Data records
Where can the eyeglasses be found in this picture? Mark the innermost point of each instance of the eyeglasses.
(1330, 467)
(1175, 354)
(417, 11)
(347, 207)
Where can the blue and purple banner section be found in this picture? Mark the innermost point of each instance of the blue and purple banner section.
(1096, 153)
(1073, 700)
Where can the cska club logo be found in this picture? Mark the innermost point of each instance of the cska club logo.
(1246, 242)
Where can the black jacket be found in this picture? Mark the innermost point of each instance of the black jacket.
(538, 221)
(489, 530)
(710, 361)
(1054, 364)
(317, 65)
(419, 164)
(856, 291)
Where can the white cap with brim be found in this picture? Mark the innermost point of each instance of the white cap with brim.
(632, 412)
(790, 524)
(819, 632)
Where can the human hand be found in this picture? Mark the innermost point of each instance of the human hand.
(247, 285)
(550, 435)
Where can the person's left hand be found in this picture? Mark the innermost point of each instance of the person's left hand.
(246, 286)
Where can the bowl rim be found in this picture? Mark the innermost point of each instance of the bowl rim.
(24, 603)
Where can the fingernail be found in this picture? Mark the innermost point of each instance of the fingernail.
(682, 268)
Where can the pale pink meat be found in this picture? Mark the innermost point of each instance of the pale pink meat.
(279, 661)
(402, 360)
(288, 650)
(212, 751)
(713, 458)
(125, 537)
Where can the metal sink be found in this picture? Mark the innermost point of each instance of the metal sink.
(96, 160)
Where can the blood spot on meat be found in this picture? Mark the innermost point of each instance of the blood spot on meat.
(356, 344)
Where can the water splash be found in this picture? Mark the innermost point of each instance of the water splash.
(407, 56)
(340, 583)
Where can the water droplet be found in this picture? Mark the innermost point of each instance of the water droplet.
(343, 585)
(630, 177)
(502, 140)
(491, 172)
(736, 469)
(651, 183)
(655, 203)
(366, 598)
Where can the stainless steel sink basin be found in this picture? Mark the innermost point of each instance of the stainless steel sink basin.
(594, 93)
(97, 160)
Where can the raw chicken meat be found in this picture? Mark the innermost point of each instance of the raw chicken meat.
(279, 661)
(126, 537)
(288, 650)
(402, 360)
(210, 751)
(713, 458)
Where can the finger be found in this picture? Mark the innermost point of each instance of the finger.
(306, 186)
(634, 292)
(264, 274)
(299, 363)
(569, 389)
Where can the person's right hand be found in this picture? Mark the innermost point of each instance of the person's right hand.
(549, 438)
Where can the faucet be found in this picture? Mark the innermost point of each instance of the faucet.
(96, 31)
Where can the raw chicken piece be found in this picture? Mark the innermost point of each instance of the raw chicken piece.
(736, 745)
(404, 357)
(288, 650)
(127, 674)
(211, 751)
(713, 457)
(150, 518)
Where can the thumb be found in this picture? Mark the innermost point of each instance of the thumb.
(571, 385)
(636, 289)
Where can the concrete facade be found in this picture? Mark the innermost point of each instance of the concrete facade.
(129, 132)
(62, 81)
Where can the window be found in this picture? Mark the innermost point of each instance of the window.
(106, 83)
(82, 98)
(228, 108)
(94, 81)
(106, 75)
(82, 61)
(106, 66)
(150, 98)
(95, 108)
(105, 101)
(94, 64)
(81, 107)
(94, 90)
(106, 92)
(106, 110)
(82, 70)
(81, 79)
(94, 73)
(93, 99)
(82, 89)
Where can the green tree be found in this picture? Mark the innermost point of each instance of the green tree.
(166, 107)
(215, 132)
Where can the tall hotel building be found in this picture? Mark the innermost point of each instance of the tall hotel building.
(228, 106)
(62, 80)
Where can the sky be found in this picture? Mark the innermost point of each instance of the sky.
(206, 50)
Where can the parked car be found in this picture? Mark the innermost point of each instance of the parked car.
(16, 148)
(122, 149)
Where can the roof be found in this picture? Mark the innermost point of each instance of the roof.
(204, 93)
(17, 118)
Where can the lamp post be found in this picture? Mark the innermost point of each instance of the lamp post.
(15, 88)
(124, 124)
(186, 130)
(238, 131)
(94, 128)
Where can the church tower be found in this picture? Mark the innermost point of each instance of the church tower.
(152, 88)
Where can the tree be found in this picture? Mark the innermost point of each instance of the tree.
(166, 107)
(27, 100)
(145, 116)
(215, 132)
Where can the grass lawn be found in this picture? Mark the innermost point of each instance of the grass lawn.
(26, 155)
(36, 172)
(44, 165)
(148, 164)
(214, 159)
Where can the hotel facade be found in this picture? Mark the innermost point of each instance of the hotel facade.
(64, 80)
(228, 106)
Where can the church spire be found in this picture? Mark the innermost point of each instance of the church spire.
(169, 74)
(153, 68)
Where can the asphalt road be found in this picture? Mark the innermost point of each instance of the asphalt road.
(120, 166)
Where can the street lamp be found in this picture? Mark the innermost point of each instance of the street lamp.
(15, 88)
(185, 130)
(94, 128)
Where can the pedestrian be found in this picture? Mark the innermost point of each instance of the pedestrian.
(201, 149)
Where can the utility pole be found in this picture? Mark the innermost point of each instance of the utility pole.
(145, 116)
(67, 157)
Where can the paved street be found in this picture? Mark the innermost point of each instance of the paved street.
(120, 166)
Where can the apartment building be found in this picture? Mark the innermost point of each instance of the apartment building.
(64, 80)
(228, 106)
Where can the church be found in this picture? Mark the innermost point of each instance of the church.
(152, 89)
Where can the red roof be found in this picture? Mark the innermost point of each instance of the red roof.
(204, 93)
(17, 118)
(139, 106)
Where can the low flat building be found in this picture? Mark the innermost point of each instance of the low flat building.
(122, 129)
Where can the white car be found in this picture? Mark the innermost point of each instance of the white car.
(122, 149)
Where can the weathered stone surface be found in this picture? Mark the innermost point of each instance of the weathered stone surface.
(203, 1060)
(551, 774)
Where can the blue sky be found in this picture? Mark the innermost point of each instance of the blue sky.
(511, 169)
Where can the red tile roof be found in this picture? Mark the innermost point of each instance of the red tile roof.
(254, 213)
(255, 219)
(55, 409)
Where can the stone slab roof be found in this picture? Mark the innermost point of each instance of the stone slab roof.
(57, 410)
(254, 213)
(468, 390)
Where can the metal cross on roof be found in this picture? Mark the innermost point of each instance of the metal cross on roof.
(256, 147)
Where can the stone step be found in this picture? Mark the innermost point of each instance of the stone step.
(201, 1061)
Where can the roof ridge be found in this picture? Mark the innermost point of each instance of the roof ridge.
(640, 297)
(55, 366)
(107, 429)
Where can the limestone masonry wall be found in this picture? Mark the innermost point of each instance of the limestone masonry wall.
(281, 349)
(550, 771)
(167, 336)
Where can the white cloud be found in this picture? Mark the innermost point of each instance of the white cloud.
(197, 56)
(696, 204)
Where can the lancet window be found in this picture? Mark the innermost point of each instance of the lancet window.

Challenge ->
Exactly and only the lines from the line containing "Where can the roof ridge" through the last line of the entries should be copied, both ends included.

Result below ->
Where can the roof ridge be found in this picture? Mark the innermost point of each instance of the roof ridge.
(640, 297)
(55, 366)
(107, 429)
Where can the limestone masonry wall be found in this picture? Mark the innermost point of each instance of the limestone masonry wall.
(281, 349)
(550, 771)
(167, 336)
Where can the white cloud be found in this picture? Mark the innermost point of each instance of the white cloud.
(197, 56)
(696, 204)
Where can the lancet window be found in this picture? Mark the innermost point of each instance of the lancet window.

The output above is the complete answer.